PROBLEM STATEMENT ▸ Turn everything in the data below, from the line with "the dark eyespot" down to the line with "x=176 y=223", both included, into a numbered list with no blank lines. Leave the pictures out.
* BEGIN DATA SUPPLIED *
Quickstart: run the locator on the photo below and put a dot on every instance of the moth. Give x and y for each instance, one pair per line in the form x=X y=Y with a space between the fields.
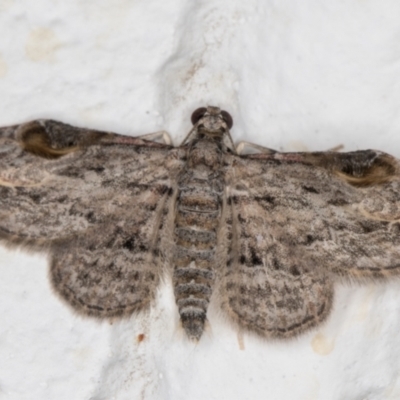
x=264 y=236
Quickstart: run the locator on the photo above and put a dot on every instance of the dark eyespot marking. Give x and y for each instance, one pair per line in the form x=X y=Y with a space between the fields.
x=197 y=114
x=227 y=118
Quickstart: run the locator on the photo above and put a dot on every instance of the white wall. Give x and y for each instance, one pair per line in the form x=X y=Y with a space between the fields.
x=295 y=75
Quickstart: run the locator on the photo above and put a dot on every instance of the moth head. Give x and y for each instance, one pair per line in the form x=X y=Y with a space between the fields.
x=212 y=120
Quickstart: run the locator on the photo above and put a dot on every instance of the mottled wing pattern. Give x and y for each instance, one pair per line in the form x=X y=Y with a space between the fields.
x=98 y=202
x=296 y=220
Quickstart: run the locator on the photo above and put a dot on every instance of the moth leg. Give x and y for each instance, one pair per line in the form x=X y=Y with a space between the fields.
x=252 y=148
x=159 y=136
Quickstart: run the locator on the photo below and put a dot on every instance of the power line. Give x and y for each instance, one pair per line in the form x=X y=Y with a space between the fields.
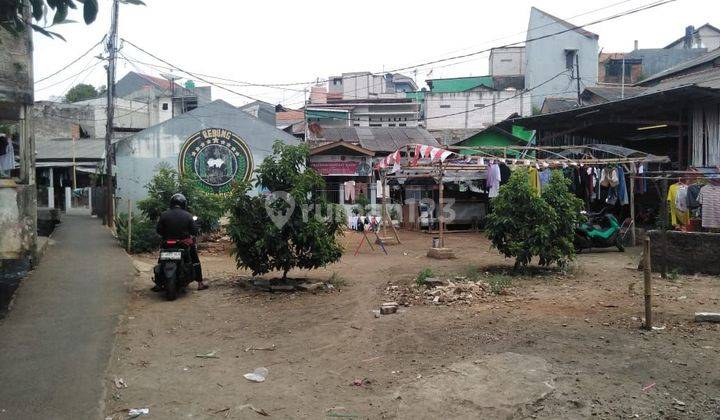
x=88 y=67
x=195 y=75
x=72 y=62
x=461 y=56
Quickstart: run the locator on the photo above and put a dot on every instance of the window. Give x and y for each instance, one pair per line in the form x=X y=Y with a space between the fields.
x=570 y=59
x=9 y=149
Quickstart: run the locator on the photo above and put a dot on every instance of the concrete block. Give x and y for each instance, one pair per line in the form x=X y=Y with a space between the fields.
x=707 y=316
x=441 y=253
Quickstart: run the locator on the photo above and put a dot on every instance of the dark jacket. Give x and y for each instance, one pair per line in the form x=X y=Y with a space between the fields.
x=176 y=223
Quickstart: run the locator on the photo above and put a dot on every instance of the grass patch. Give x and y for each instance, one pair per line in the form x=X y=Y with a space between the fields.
x=499 y=283
x=337 y=280
x=424 y=274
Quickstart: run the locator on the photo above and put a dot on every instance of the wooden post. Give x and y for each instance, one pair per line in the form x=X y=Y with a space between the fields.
x=632 y=209
x=129 y=225
x=664 y=225
x=647 y=271
x=441 y=218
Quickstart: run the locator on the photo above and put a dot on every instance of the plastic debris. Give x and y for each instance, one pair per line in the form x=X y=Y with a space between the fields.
x=258 y=375
x=137 y=412
x=208 y=355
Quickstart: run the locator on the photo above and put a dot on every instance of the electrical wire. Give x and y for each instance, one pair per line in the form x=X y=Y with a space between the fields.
x=72 y=62
x=461 y=56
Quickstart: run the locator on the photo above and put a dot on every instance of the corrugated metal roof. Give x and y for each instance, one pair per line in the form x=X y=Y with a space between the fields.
x=459 y=84
x=711 y=56
x=86 y=149
x=379 y=139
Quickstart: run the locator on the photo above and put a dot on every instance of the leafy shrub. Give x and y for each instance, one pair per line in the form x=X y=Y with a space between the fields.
x=208 y=207
x=308 y=239
x=424 y=274
x=498 y=284
x=523 y=225
x=144 y=238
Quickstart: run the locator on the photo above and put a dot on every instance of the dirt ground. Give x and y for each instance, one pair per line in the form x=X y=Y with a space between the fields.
* END DATA SUPPLIED *
REPLY ▸
1. Quickstart: run the locator on the photo above and put a dot on every instance of the dark eyespot marking. Give x and y for each instance, one pair per line in the form x=X y=Y with a space between the fields.
2. x=197 y=114
3. x=227 y=118
4. Quickstart: run the locator on the photo above and put a dot on every instance of the white wall. Give x and y for each instance, one pair per line in the form x=X y=Y with a space between the fields.
5. x=295 y=75
6. Quickstart: run the locator on the photo above and put a dot on every instance of the moth head. Give x and y for each instance, one pair per line in the form x=X y=Y with a space between the fields.
7. x=212 y=120
8. Quickstart: run the locator on the photo above and put a dot on every instance of the mottled wing pattern. Give x and y for each instance, one pair per line in the form x=X y=Y with a space between the fields.
9. x=98 y=202
10. x=296 y=220
11. Quickstart: run the locator on the photo above and put a dot on every instance of the moth leg. Give x and y for each instance, one pair per line in the form x=X y=Y with a space between the fields.
12. x=252 y=148
13. x=159 y=136
14. Quickstart: run the locator on the photo below and put a dot on every instance of the power line. Give x and y for each instance, one pair per line in the form x=X y=Y with a space between the fields.
15. x=88 y=67
16. x=195 y=75
17. x=72 y=62
18. x=461 y=56
19. Quickstart: run the locator on the photo above and put a dot on every instance of the window. Give x and y for each instance, one pair per line in the form x=X y=Y with a space between the fields.
20. x=570 y=59
21. x=9 y=149
22. Quickstart: run the locator on the photo above and put a dot on every instance of the concrete block. Give x and y for each instance, one pair per line in the form x=X y=Y with a space between the fields.
23. x=707 y=316
24. x=441 y=253
25. Quickstart: run the locator on the photo above and put a dot on every instance of the dark jacket. Give x and y for each instance, one pair per line in the form x=X y=Y with a space between the fields.
26. x=176 y=223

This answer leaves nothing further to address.